◆ Records shown:

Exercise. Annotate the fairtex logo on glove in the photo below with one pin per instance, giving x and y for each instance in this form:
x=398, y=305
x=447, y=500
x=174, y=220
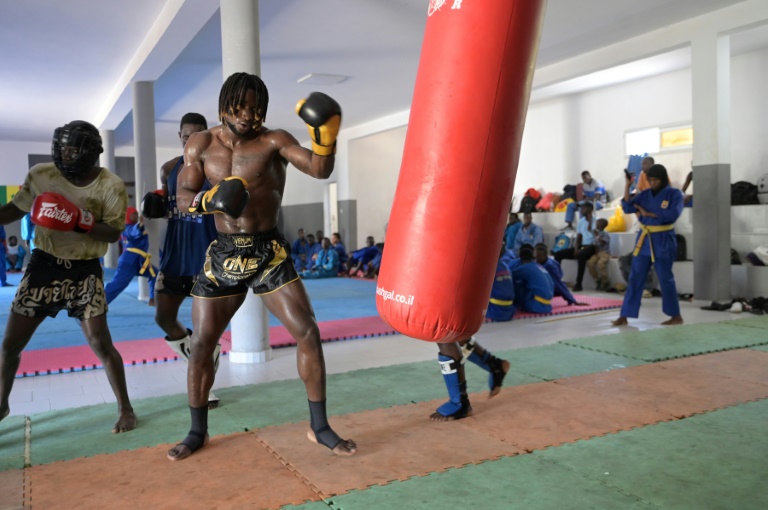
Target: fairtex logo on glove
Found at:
x=49, y=210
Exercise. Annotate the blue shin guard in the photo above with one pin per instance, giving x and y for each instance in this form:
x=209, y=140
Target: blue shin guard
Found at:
x=457, y=406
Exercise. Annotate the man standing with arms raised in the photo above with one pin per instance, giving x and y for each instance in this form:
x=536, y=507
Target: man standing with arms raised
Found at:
x=246, y=164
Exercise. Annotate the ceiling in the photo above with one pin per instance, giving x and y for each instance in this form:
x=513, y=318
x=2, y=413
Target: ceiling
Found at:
x=76, y=59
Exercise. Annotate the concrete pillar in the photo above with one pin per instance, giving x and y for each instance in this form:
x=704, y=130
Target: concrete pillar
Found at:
x=711, y=75
x=107, y=160
x=145, y=163
x=241, y=53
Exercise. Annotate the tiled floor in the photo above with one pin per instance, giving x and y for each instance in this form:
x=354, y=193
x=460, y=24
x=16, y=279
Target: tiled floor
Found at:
x=51, y=392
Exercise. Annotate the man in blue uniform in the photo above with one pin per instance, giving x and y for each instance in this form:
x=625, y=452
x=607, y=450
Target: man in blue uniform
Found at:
x=135, y=259
x=187, y=237
x=556, y=273
x=657, y=208
x=501, y=305
x=533, y=286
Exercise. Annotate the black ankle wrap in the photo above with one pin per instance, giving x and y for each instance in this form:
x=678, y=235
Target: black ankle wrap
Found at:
x=318, y=422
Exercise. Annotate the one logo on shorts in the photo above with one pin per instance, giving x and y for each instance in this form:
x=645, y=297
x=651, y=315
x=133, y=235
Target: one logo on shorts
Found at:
x=243, y=242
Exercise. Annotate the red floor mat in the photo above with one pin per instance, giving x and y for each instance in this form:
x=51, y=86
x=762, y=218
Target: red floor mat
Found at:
x=137, y=352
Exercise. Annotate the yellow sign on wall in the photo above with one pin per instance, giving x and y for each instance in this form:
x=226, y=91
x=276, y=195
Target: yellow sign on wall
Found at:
x=7, y=192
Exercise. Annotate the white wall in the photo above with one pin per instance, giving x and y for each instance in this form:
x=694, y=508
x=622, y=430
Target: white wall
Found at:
x=14, y=161
x=374, y=164
x=749, y=116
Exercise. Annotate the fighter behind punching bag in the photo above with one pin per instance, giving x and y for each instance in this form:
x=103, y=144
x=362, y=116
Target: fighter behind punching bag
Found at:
x=459, y=164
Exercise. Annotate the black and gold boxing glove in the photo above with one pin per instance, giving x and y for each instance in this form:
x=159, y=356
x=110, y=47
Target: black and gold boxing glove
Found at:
x=323, y=117
x=154, y=204
x=229, y=196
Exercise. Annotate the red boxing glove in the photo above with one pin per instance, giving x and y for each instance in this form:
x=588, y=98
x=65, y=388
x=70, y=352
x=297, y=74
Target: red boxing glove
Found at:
x=54, y=211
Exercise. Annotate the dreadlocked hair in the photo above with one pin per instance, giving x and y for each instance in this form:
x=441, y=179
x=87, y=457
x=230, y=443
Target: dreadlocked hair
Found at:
x=232, y=96
x=194, y=119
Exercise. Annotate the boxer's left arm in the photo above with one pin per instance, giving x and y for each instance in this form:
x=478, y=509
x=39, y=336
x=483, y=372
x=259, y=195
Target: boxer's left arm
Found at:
x=308, y=162
x=192, y=175
x=10, y=213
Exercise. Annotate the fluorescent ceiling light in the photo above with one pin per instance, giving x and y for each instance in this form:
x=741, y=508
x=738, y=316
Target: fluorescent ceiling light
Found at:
x=321, y=79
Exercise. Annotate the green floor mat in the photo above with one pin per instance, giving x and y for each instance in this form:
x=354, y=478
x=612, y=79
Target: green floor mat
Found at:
x=674, y=342
x=255, y=406
x=523, y=481
x=12, y=431
x=760, y=322
x=87, y=431
x=698, y=462
x=558, y=361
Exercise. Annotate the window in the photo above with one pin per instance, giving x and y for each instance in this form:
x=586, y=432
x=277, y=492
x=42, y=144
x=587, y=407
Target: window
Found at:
x=642, y=142
x=655, y=140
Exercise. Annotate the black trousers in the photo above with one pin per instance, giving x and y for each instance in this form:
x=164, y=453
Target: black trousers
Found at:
x=582, y=256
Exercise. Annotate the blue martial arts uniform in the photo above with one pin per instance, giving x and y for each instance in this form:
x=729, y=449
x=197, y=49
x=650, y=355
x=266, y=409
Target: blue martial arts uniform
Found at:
x=135, y=260
x=656, y=245
x=510, y=233
x=299, y=251
x=313, y=250
x=532, y=235
x=326, y=266
x=501, y=305
x=556, y=273
x=533, y=288
x=188, y=234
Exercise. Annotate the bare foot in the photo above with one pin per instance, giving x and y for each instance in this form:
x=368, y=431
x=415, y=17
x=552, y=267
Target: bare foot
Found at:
x=621, y=321
x=345, y=448
x=182, y=451
x=127, y=421
x=496, y=389
x=439, y=417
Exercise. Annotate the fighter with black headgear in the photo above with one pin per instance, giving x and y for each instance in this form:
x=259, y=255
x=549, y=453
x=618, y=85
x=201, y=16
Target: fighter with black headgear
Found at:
x=78, y=208
x=657, y=208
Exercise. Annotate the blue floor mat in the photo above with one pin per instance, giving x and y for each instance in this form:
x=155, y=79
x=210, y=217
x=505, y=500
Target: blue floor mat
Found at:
x=131, y=319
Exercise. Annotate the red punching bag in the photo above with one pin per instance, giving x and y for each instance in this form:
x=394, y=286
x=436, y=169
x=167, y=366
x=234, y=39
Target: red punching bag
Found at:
x=459, y=163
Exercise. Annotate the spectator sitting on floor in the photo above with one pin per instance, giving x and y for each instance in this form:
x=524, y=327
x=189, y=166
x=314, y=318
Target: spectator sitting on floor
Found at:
x=299, y=252
x=511, y=230
x=14, y=256
x=326, y=264
x=339, y=247
x=359, y=258
x=313, y=248
x=501, y=305
x=556, y=273
x=529, y=233
x=534, y=289
x=594, y=193
x=508, y=256
x=371, y=269
x=583, y=247
x=598, y=263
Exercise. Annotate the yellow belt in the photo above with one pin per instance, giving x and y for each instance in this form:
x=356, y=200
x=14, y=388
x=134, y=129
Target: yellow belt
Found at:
x=650, y=229
x=147, y=260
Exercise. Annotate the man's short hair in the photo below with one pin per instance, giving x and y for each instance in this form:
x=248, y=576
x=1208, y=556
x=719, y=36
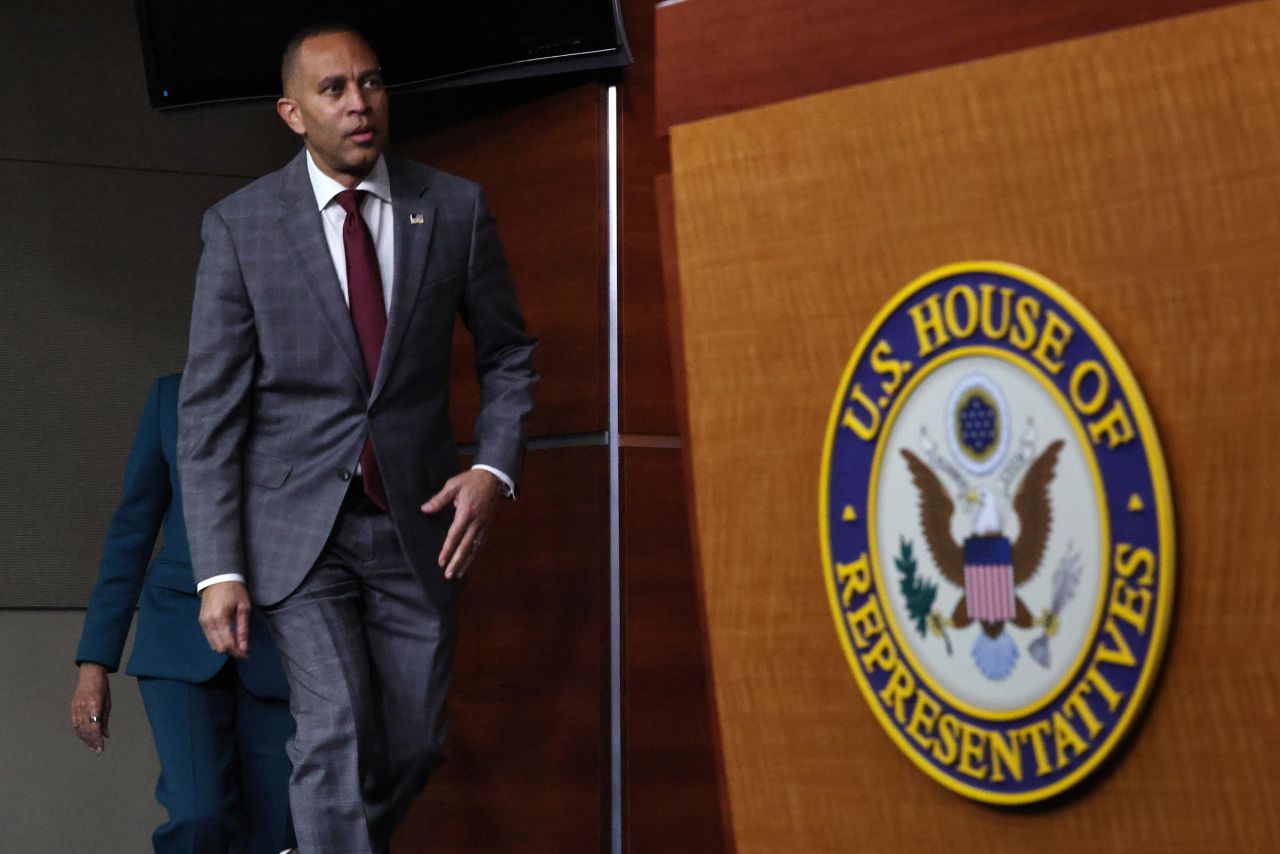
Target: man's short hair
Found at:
x=289, y=58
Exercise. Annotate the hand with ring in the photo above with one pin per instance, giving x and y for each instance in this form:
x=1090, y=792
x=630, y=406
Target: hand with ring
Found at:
x=91, y=706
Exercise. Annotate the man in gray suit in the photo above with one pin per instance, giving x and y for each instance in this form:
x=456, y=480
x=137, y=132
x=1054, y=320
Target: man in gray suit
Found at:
x=318, y=465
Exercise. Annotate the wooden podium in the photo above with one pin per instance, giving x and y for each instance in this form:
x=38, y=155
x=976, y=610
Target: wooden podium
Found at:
x=1138, y=169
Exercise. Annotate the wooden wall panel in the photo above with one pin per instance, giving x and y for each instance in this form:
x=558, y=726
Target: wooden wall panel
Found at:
x=672, y=770
x=528, y=744
x=648, y=401
x=539, y=159
x=717, y=56
x=1141, y=169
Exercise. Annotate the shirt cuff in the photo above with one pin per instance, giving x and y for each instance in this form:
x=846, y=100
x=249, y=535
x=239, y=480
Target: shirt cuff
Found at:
x=219, y=579
x=508, y=484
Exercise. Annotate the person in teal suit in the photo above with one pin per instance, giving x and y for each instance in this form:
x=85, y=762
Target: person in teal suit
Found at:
x=219, y=725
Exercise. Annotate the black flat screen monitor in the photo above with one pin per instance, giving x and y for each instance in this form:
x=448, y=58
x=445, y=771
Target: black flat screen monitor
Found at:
x=197, y=53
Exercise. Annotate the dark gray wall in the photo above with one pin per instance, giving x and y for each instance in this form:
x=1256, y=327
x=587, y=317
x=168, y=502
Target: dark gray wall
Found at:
x=99, y=243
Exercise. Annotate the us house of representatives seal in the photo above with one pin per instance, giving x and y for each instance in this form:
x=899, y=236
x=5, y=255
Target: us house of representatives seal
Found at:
x=997, y=531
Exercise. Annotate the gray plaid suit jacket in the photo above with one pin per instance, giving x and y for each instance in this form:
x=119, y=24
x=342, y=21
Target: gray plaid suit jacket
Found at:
x=275, y=402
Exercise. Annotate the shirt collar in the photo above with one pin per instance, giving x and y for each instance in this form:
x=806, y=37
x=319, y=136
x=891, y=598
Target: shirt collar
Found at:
x=325, y=187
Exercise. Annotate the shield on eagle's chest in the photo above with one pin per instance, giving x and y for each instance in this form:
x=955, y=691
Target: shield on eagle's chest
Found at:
x=988, y=578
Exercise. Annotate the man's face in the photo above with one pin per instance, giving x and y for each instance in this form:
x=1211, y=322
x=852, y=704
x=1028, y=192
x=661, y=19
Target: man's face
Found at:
x=336, y=101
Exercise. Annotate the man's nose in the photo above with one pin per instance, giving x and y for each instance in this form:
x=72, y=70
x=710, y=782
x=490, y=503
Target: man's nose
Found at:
x=359, y=100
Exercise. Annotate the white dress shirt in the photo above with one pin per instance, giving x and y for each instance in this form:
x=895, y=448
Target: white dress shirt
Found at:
x=376, y=210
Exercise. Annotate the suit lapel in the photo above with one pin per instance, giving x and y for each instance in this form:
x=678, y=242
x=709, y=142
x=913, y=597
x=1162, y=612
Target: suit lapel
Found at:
x=305, y=232
x=414, y=220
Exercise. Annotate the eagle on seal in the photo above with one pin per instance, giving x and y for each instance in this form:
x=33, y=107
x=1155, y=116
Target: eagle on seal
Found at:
x=987, y=566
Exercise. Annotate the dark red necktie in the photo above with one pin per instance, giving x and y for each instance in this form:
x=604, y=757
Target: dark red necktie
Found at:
x=368, y=315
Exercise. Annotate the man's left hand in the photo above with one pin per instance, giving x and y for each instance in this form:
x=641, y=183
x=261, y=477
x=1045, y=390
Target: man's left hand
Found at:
x=474, y=494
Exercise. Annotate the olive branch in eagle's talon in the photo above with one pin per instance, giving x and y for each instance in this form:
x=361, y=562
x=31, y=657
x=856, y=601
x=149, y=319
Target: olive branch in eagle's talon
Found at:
x=919, y=594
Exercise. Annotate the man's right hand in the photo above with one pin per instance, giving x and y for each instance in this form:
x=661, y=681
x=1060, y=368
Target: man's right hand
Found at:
x=220, y=606
x=91, y=706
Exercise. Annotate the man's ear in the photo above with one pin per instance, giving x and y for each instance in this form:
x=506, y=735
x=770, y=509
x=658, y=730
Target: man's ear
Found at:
x=292, y=115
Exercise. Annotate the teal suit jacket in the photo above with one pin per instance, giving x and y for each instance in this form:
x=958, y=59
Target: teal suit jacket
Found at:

◆ What to do:
Retype the entries above without changes, starting at the line that contains "Exercise. Annotate the black flat" and ending after the line that contains "x=275, y=402".

◆ The solution:
Exercise. Annotate the black flat screen monitor in the photo above with one pin per instance, giving x and y for each instance in this form:
x=448, y=58
x=445, y=771
Target: black flat screen monitor
Found at:
x=197, y=53
Exercise. Annotate the dark gray wall in the photo above with one pin per instance, giving x and y for each instance in this form:
x=1256, y=327
x=587, y=317
x=168, y=502
Target: dark gray wall
Found at:
x=99, y=243
Exercise. Annotate the us house of representatives seal in the photo above with one pin per instance, giving x and y for each instance in this form:
x=899, y=236
x=5, y=255
Target: us house of representatives seal
Found at:
x=997, y=531
Exercise. Annotate the gray plaid suit jacket in the photo above with one pin per instance, giving x and y for each instance in this form:
x=119, y=24
x=342, y=21
Target: gray plaid suit jacket
Found at:
x=275, y=402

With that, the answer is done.